→ TASK INSTRUCTIONS
Please return every line of the records that contains the word "fedora".

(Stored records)
-*-*-

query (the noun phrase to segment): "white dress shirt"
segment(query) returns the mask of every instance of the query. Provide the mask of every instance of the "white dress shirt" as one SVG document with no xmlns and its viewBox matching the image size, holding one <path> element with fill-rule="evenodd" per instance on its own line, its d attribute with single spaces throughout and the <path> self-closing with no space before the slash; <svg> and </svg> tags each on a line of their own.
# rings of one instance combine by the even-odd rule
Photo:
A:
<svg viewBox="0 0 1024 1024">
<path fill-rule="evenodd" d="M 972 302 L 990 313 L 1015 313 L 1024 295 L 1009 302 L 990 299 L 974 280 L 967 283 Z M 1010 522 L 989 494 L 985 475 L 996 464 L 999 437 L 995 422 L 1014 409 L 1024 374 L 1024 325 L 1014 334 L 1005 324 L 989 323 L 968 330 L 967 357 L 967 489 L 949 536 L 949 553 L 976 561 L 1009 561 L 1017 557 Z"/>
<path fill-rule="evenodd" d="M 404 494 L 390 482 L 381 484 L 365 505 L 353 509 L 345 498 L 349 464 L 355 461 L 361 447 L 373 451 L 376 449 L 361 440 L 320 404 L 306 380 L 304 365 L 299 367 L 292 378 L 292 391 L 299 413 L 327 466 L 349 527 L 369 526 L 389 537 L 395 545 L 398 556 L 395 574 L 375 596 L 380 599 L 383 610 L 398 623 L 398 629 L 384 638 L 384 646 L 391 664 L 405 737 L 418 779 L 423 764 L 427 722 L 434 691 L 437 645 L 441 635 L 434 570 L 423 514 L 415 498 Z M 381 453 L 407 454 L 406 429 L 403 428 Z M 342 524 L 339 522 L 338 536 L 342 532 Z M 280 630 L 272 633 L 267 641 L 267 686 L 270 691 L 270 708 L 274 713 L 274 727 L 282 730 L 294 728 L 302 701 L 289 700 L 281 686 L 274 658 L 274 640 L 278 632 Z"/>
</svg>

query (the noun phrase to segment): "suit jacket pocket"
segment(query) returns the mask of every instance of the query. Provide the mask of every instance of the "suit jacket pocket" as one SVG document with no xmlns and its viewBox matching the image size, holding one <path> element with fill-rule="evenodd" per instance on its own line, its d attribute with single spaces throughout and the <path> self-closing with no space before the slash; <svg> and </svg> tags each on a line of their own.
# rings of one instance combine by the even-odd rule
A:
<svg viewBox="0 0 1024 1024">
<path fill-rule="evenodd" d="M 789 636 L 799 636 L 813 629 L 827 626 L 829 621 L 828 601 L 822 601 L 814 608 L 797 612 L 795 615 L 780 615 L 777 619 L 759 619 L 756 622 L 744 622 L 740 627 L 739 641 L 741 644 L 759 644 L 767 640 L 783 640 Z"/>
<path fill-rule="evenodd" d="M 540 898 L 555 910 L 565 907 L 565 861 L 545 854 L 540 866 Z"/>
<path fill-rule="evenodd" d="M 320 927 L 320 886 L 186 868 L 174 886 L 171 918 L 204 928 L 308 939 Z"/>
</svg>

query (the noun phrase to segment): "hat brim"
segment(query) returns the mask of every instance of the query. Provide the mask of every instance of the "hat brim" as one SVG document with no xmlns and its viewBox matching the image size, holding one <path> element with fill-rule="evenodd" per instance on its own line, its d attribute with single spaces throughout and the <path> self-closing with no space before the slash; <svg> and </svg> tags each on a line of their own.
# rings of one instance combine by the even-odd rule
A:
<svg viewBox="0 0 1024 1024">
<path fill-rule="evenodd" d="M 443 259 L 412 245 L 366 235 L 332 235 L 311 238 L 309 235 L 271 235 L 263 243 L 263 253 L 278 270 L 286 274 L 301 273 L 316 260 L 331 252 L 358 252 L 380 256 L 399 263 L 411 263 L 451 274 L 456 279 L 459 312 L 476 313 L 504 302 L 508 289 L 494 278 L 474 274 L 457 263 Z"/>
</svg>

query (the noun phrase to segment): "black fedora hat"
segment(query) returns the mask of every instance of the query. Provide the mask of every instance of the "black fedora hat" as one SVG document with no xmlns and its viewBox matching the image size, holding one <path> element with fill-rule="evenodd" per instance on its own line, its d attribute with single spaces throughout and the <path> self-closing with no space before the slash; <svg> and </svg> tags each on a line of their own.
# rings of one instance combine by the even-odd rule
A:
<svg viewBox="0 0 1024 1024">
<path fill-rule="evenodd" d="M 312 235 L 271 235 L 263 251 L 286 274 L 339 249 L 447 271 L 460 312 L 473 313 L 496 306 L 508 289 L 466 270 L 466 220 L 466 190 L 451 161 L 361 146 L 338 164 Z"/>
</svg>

-*-*-

→ RESULT FOR THIS TASK
query (the noun phrase to segment): "black fedora hat"
segment(query) returns the mask of every instance of the query. Provide the mask of every instance of the "black fedora hat" as one SVG document with no xmlns and its viewBox matching the image size, holding one <path> element with fill-rule="evenodd" per instance on its own line, its d attribute with single spaces throughout and the <path> self-closing with no space before the slash; <svg> and </svg> tags each on a line of their own.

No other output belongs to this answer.